▶ _OBJECTIVE_:
Scale the material from its start through the line holding "[0,262,1196,552]", inclusive: repeat those lines with the requests unchanged, and multiply every bounding box coordinate in the answers by 2.5, rounding to whole numbers with halves rounded up.
┌──
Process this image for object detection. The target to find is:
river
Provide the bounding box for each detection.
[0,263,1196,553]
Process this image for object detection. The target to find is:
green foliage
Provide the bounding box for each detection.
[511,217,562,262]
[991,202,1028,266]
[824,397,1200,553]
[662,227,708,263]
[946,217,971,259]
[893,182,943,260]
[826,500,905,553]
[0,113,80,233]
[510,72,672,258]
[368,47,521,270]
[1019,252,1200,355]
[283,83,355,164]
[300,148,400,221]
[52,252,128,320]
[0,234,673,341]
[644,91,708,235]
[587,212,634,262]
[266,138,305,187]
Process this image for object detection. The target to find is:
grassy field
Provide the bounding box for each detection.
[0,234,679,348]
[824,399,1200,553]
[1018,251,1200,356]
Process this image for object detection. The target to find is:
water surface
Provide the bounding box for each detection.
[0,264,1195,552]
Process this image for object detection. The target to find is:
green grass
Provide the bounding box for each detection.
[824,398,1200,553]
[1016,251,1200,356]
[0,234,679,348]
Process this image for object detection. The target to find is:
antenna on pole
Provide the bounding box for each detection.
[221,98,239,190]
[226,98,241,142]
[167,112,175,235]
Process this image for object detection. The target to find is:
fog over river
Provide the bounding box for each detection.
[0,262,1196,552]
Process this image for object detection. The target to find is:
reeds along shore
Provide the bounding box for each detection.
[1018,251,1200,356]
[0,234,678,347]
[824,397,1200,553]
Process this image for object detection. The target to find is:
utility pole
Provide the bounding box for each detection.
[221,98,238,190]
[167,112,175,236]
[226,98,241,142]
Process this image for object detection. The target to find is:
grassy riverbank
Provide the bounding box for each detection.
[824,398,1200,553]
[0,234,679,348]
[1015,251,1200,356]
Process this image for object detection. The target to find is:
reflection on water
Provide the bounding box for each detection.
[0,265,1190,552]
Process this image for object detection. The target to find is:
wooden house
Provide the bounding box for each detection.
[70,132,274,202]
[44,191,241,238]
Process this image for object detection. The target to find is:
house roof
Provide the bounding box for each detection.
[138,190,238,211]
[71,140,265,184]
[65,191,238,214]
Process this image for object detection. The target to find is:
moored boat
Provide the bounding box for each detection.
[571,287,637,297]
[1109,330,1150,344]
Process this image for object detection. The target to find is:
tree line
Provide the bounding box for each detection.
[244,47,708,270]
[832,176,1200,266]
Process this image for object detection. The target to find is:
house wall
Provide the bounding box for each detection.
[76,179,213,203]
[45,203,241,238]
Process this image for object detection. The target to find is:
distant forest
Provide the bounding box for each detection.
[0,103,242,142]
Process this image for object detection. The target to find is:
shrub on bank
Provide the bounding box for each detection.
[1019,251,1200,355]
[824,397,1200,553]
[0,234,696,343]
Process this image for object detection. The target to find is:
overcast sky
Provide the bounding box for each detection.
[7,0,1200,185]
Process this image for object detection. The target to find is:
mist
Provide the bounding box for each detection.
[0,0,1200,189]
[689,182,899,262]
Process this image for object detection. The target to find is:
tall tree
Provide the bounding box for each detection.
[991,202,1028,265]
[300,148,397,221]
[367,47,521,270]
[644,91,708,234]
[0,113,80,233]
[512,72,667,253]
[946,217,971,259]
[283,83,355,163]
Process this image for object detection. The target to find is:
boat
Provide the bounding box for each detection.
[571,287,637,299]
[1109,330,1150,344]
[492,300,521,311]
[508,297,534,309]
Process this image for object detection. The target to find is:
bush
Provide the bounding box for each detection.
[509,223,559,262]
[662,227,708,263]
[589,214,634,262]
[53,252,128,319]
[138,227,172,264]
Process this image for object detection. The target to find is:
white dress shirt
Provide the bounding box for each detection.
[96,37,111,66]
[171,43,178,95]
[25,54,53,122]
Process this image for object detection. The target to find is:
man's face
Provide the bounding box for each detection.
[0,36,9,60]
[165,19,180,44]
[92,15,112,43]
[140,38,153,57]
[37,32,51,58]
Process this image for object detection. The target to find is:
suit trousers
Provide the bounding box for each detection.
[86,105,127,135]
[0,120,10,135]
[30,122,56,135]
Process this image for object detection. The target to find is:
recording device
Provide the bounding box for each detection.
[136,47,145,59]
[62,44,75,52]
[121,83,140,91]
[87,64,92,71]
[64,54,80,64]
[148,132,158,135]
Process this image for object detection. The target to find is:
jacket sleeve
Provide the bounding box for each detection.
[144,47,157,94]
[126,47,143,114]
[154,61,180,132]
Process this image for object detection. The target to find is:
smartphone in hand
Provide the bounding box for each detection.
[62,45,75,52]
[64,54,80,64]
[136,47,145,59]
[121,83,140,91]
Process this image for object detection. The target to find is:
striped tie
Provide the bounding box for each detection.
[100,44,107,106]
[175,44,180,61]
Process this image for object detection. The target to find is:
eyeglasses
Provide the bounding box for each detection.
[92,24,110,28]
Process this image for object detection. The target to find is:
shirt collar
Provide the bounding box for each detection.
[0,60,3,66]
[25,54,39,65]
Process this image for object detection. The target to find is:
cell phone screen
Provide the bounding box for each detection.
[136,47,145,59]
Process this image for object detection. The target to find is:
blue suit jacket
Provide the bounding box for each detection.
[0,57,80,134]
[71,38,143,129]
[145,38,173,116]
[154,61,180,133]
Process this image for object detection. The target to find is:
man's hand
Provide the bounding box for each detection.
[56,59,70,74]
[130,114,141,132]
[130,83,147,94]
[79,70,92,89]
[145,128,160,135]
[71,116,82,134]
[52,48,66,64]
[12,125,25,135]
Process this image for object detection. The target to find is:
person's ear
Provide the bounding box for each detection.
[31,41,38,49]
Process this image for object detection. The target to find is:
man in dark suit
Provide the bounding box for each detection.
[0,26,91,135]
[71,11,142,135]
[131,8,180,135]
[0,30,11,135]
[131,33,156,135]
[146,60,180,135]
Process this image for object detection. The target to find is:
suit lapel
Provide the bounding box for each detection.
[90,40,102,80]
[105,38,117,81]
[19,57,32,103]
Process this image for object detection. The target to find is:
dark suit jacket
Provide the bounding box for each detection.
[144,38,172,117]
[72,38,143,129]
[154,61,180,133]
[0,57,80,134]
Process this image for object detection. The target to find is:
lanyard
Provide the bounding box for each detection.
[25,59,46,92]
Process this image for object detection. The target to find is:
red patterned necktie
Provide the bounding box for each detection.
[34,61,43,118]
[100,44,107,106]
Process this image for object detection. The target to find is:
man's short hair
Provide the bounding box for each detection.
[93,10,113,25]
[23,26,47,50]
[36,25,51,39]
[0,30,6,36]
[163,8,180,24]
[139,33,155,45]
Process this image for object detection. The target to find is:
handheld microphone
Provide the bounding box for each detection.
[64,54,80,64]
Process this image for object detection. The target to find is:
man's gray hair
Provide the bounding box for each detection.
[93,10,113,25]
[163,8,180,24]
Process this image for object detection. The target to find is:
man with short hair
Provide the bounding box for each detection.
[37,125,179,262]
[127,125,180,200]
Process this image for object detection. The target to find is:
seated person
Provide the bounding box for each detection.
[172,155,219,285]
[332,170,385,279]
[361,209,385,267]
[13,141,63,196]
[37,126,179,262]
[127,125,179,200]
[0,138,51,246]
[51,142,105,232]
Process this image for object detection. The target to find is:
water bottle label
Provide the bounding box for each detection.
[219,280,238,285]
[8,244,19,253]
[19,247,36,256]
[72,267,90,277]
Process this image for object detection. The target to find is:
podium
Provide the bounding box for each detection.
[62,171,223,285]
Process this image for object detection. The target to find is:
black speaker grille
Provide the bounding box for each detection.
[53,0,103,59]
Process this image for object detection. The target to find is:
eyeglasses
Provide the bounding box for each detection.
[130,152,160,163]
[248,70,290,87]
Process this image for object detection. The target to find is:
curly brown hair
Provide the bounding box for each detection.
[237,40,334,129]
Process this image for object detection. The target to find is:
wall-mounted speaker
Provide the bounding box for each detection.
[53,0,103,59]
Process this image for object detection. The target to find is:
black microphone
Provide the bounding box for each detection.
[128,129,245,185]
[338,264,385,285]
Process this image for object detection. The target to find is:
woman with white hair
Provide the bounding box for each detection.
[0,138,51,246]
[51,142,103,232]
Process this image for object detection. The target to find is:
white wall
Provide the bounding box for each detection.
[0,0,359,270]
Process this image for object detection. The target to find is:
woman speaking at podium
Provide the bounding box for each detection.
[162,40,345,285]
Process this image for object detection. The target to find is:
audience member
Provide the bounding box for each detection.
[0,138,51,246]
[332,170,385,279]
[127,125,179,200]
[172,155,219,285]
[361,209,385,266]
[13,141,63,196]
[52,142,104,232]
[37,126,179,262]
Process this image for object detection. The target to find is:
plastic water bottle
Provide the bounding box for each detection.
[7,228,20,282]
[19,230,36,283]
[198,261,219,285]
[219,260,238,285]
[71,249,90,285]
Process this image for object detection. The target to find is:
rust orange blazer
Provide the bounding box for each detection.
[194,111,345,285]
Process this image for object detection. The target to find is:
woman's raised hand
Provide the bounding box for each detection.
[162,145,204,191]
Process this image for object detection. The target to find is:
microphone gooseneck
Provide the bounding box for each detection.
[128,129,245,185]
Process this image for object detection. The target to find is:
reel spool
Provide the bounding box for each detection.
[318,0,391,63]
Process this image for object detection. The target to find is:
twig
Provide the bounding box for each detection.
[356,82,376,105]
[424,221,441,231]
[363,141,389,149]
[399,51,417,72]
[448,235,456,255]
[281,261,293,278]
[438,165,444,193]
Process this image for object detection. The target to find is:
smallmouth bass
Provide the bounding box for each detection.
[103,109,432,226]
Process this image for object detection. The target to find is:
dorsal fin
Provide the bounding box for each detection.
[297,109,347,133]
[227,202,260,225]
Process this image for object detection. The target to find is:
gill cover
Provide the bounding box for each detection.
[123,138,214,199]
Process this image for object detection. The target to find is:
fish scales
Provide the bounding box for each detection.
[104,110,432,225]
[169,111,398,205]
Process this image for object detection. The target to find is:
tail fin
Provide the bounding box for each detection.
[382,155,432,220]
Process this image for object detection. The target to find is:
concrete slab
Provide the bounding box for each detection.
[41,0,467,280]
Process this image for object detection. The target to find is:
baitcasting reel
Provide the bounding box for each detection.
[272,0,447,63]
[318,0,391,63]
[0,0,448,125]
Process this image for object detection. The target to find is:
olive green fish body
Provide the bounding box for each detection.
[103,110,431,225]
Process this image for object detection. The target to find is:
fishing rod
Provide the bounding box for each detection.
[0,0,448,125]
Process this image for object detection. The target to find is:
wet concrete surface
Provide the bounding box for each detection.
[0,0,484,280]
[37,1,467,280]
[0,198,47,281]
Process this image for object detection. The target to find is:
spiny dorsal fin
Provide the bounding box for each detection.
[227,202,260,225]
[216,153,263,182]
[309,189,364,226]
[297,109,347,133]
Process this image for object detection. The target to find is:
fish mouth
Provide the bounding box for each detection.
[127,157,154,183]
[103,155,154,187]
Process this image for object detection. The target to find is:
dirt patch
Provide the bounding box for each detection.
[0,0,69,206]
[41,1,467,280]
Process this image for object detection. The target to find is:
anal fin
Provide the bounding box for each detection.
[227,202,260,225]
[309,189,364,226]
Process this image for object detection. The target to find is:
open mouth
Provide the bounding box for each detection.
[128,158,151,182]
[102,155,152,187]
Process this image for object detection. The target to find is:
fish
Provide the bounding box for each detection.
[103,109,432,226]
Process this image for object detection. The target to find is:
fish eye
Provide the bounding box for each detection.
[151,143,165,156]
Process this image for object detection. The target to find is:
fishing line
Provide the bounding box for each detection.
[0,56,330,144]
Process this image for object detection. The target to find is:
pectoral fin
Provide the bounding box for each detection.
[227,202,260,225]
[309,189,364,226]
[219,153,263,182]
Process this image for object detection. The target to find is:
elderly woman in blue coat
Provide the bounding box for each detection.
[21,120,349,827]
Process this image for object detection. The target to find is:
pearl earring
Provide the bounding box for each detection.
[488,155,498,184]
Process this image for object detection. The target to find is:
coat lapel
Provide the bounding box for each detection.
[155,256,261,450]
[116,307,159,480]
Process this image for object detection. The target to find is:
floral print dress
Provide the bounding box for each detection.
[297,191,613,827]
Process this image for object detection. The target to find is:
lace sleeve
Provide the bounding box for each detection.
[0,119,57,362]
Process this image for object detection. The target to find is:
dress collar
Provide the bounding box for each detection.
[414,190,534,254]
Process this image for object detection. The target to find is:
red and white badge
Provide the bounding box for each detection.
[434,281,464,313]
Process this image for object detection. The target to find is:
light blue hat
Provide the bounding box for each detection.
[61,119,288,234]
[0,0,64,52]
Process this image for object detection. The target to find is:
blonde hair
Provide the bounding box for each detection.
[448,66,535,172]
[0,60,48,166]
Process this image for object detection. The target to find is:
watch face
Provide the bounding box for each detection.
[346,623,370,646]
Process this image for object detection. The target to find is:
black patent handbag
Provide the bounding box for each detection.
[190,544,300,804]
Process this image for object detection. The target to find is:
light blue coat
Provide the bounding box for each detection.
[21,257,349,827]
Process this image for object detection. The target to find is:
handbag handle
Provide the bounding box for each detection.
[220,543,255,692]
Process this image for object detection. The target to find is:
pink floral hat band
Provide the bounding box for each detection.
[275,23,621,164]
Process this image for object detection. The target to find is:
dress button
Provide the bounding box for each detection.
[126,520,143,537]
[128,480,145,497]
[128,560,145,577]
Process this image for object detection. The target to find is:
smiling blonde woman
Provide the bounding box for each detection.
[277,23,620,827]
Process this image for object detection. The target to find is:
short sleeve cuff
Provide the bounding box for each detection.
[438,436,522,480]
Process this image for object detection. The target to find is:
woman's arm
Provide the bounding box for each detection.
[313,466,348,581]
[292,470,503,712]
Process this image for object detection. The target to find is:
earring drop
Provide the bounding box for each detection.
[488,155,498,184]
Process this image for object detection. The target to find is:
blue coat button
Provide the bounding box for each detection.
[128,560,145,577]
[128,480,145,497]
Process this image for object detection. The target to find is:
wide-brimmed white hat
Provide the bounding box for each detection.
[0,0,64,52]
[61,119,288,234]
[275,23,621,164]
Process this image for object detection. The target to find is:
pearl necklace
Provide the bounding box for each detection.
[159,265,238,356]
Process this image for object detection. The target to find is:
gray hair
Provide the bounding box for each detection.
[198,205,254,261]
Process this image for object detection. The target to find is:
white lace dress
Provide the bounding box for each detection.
└──
▶ _WORKED SOLUTION_:
Process this image for object detection. The target to find is:
river
Provide the bounding box for each detection.
[0,658,2990,1383]
Process this image for object detection. The target to find is:
green foliage
Provide the bounding box for each detection.
[1278,543,1405,655]
[2478,505,2570,665]
[2060,993,3000,1383]
[1655,568,1770,658]
[2365,543,2428,648]
[2233,455,2358,650]
[2065,1250,2263,1383]
[0,283,200,583]
[1275,180,1680,645]
[920,118,1303,675]
[2548,630,3000,888]
[708,208,888,410]
[750,370,1000,553]
[130,630,320,800]
[0,585,1683,853]
[1610,228,1770,588]
[1468,530,1585,655]
[665,345,763,468]
Process this image for object detection. The target to find is:
grassy field
Provide the bounding box for each detection.
[0,585,1698,870]
[2060,998,3000,1383]
[2545,628,3000,890]
Process this image for object detection. The target to find is:
water surface
Provide the bounding box for each detection.
[0,660,2988,1380]
Process this image for object detection. The target to find is:
green grass
Provide the bounding box for each detection.
[2060,995,3000,1383]
[2540,628,3000,890]
[0,585,1698,870]
Process this image for object detection. The target to find is:
antenna on pole
Provide the bounding box for each detection.
[553,245,598,475]
[565,245,603,355]
[418,280,438,588]
Process this image for object detection. The target to find is:
fog over river
Provide the bounding box for each detection.
[0,655,2990,1380]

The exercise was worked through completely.